The rivalry intensified particularly during the late twentieth century as both schools emerged as national powers in lacrosse, a sport deeply embedded in the culture of elite East Coast preparatory schools. Landon, known as the Bears, built one of the most dominant high-school lacrosse programs in the country. Under legendary head coach Bill Leahy, who coached at Landon from 1975 to 2013, the Bears developed a dynasty that produced numerous college All-Americans and professional players. Leahy's teams won multiple Interstate Athletic Conference (IAC) championships and established Landon as a national lacrosse powerhouse. During the same period, Georgetown Prep—known as the Little Hoyas—also developed a strong lacrosse tradition and began challenging Landon regularly for regional dominance. As both programs grew stronger, games between the two schools became some of the most anticipated matchups in the Washington metropolitan area.

» COLLECTED MATERIAL:
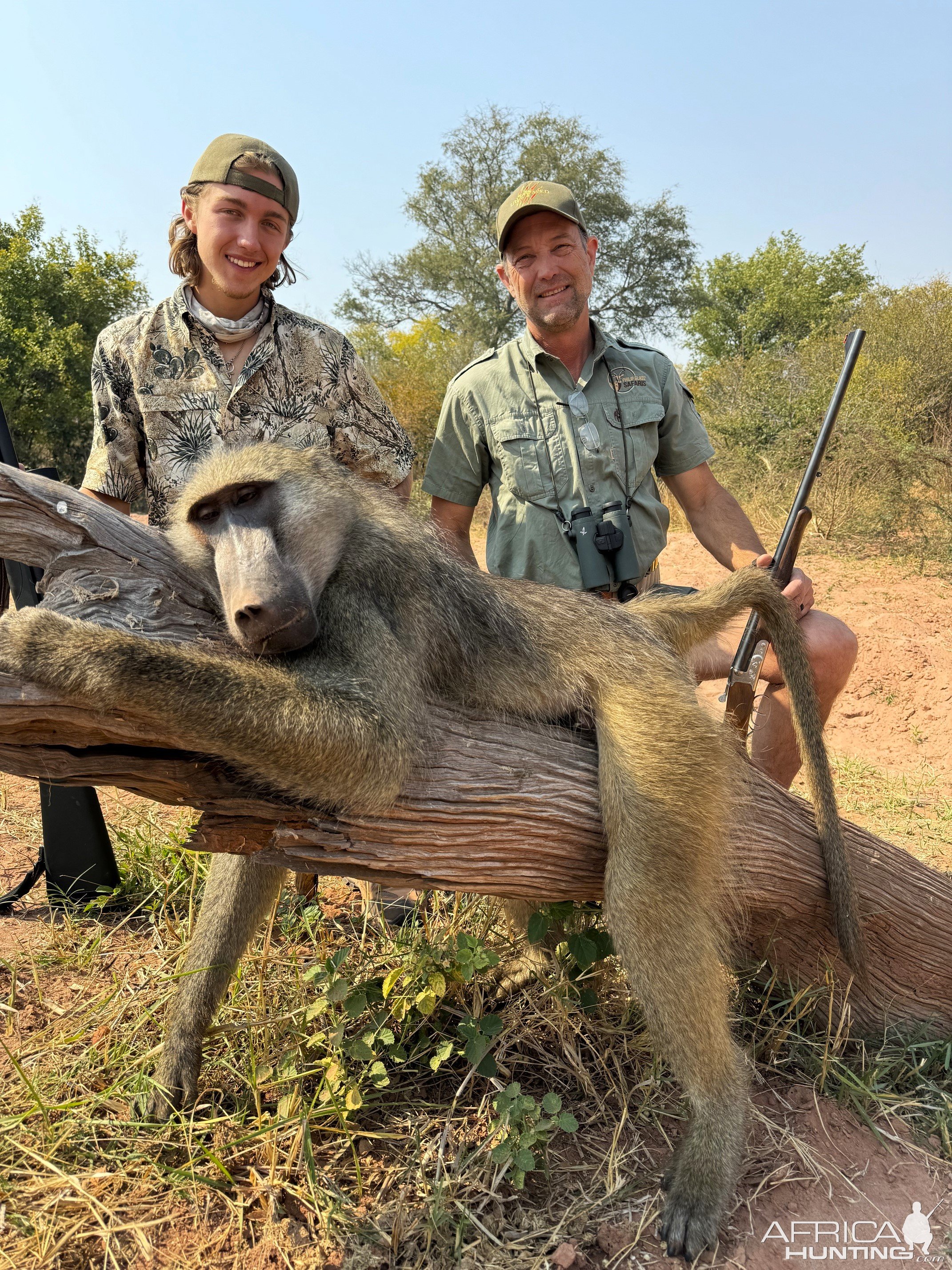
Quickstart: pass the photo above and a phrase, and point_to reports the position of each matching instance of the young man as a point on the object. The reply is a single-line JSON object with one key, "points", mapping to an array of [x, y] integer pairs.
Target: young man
{"points": [[220, 362], [567, 417]]}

» TASK DESCRIPTION: In the passage on the Landon and Georgetown Prep lacrosse rivalry, during which years did Bill Leahy coach at Landon?

» ANSWER TO THE PROBLEM: From 1975 to 2013.